Give all of the records again. Match them exactly.

*** Opening of SUPPLIED RECORDS ***

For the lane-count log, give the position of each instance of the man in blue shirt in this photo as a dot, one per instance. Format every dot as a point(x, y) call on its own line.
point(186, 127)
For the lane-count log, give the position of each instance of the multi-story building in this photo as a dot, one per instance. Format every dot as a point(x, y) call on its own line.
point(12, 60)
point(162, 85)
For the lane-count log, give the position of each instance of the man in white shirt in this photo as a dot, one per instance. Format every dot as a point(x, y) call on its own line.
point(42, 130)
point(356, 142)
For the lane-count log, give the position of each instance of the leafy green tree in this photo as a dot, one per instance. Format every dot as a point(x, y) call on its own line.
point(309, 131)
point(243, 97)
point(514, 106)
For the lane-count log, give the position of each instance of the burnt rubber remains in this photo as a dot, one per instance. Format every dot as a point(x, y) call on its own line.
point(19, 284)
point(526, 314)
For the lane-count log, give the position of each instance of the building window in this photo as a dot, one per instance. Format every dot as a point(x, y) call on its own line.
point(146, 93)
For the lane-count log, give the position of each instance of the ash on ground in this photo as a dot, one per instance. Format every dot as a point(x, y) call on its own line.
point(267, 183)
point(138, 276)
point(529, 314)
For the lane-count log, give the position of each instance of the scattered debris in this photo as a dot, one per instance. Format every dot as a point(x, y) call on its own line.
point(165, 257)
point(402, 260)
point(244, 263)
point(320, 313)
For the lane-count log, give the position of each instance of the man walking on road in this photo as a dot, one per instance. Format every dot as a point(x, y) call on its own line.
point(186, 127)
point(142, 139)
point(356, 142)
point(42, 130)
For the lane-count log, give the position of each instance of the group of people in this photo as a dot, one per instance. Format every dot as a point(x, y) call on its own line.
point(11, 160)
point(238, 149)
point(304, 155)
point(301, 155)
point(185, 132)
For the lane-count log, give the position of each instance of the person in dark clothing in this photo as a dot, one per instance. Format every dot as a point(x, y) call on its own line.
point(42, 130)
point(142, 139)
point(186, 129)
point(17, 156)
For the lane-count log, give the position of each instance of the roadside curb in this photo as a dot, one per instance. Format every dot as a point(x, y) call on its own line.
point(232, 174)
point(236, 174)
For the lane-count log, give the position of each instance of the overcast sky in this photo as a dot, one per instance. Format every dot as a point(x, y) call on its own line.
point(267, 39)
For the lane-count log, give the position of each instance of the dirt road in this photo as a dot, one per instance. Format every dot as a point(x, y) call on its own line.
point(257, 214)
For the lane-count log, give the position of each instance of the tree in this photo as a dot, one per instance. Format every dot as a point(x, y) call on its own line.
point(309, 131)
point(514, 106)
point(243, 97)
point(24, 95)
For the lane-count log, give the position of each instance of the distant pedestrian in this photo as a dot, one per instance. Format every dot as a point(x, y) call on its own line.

*** Close of SUPPLIED RECORDS ***

- EXERCISE OUTPUT
For the lane-count log, give the position of each instance of the man in blue shirt in this photo as a dot, one per instance. Format every dot as a point(x, y) call on its own line.
point(186, 127)
For the lane-count log, give the position of each instance of the multi-story building in this photo as a dot, one per instance. Format every dot as a point(x, y) call on its own line.
point(12, 60)
point(162, 85)
For the lane-count log, give the position of each instance of the man in white shirt in this photo as a dot, one per instance. Format every dot as a point(x, y) call on its own line.
point(42, 130)
point(356, 142)
For the lane-count log, give the position of each instance of the leafy green tree in this photo as a dot, one per instance. Format every dot as a point(x, y) call on its own line.
point(309, 131)
point(243, 97)
point(514, 106)
For the lane-count log, give the position of each instance of the burnt rubber remains in this photo as a dot, one per instance. Format every dot as a point(x, y) call on its own line.
point(19, 284)
point(526, 314)
For the lane-count log, give the position of each instance of the building window in this photo as a dot, one per instance. Format every dot as a point(x, y) call on its own line.
point(146, 93)
For the lane-count log, give the position of each instance of the ash on ground in this photo as a dot, one per instance. Format every dot as a point(x, y) call on its own line.
point(267, 183)
point(138, 276)
point(529, 314)
For the lane-count log, give the position of each instance of the scattered debris in this photo as a dot, one per instance. Format every dot as a point(x, y) call on its own line.
point(165, 257)
point(402, 260)
point(244, 263)
point(320, 313)
For the lane-count log, give the position of each instance of the man walking on road in this photo as a dot, one per instance. Format every dot as a point(x, y) call on its own line.
point(186, 127)
point(142, 139)
point(356, 142)
point(42, 130)
For the lane-count log, give the position of each instance of the group of people in this photo as a dot, one per instance. Format every dot as a point(x, y) call on its own line.
point(11, 160)
point(238, 149)
point(304, 155)
point(301, 155)
point(185, 132)
For the lane-count log, give the position of each instance of the person in dark clothing in this photo as a dot, one per instance. Format every dot as a point(x, y) call on its own line.
point(42, 130)
point(142, 139)
point(186, 129)
point(17, 156)
For the lane-count log, give the position of each instance of the roadside curb in this photo as a dot, one per instance. Format every dot as a point(x, y) call on its own line.
point(232, 174)
point(236, 174)
For the lane-count log, give the position of each instance of the overcast sky in this photo as a dot, one per instance. Format every dot as a point(x, y) call on its own line.
point(267, 39)
For the lane-count log, give the position of each instance of the dirt road in this photo as a dot, one per instance. Format every dot as a point(x, y) call on its own line.
point(257, 214)
For the lane-count log, give the position of each instance of the tree in this photo as a dot, one per instance. Format every dot as a point(x, y) call on its own line.
point(309, 131)
point(514, 106)
point(243, 97)
point(24, 95)
For the lane-count log, give the position of each instance of the distant pedestrian in this photo as a dot, one per instance. Format every dot as a point(x, y) call on its own line.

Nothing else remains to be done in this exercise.